> **Exercise instructions**: Reproduce the stretch from the line containing "point: man's ear" through the last line of the items below, word for word, including both of those lines.

> **Provided records**:
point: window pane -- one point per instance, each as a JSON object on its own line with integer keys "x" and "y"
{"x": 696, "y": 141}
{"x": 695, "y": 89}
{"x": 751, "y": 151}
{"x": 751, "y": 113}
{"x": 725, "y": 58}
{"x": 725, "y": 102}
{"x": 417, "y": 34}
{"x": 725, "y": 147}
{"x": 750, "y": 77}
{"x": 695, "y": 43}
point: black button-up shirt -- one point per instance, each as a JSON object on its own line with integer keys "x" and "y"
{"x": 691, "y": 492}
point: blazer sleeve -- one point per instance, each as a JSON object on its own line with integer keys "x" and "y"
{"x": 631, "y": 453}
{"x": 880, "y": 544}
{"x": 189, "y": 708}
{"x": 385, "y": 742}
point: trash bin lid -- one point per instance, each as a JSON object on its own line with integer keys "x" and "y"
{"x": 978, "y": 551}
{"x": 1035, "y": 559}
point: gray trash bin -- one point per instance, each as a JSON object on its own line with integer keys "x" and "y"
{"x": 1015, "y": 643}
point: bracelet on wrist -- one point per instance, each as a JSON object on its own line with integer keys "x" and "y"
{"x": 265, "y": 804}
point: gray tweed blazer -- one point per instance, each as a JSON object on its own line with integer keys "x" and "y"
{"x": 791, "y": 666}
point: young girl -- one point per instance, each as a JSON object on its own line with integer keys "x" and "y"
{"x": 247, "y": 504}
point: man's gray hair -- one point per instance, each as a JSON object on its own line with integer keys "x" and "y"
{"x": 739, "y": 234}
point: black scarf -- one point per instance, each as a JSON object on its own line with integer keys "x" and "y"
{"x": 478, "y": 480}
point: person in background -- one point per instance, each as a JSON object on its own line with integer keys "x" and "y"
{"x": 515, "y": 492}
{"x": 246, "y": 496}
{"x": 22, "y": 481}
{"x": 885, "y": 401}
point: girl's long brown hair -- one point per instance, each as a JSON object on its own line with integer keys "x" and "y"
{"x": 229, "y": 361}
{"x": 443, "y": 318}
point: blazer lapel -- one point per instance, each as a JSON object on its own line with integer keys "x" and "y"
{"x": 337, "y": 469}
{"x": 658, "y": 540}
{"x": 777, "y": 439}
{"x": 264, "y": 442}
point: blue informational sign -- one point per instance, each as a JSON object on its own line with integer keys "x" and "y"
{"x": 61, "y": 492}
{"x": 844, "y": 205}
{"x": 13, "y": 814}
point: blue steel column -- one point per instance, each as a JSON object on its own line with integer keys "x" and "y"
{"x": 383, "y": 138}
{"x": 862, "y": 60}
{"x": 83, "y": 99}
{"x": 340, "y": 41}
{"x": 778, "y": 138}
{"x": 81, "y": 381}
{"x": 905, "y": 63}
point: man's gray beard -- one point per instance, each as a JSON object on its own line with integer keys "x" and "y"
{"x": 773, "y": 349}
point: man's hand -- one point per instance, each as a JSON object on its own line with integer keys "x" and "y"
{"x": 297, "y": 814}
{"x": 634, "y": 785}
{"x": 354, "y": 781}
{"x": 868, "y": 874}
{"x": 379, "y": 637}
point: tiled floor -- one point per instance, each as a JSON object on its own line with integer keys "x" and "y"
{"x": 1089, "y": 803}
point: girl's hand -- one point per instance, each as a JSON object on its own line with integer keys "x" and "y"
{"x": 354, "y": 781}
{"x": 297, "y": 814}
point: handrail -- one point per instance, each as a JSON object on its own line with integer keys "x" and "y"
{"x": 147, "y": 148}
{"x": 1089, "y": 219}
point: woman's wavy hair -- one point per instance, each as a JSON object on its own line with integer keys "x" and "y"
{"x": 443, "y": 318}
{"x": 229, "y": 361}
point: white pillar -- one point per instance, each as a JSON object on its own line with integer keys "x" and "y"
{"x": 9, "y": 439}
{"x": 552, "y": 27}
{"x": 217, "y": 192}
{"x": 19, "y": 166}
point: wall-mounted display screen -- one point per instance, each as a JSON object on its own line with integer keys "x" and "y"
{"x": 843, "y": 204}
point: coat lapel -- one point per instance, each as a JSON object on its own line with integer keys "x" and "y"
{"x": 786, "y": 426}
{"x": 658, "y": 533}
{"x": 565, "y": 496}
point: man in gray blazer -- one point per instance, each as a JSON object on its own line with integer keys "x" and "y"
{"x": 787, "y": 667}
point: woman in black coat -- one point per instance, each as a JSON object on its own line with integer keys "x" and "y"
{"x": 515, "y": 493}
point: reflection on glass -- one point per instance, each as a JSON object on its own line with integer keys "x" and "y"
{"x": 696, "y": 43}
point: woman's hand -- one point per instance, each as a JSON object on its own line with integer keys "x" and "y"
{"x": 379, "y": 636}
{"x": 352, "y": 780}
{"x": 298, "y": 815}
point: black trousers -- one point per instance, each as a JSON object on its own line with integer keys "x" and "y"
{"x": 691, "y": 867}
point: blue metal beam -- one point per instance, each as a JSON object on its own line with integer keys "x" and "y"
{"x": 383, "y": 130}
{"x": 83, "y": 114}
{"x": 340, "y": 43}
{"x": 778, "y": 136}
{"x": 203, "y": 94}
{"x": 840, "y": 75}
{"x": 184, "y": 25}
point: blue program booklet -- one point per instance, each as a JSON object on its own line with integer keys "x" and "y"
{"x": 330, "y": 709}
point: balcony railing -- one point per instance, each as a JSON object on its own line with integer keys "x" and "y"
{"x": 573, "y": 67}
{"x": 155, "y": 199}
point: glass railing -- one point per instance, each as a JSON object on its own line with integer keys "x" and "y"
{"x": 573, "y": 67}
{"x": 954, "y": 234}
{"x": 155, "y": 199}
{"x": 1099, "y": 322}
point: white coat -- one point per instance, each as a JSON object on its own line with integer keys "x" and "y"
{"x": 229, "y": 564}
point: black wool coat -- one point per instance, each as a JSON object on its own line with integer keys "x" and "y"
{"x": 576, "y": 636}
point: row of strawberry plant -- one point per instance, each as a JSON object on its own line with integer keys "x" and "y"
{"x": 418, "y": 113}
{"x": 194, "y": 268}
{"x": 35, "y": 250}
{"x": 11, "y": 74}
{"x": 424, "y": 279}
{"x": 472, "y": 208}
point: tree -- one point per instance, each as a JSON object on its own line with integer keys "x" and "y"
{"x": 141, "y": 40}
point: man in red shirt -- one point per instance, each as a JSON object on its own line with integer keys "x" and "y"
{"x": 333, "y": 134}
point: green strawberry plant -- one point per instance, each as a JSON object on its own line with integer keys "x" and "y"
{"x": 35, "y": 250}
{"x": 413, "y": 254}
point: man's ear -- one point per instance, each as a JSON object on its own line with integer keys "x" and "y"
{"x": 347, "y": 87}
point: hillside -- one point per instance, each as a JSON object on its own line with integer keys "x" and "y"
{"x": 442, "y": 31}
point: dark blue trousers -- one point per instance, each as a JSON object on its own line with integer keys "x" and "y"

> **The output**:
point: man's ear -- one point per instance, each as a JSON object on its own line with integer keys "x" and "y"
{"x": 347, "y": 87}
point: hillside -- one point per instance, each as a JSON object on its own line with integer keys "x" and "y"
{"x": 442, "y": 31}
point: dark blue trousers -- one point per instance, each as a JSON object on its own line with integer keys "x" and "y"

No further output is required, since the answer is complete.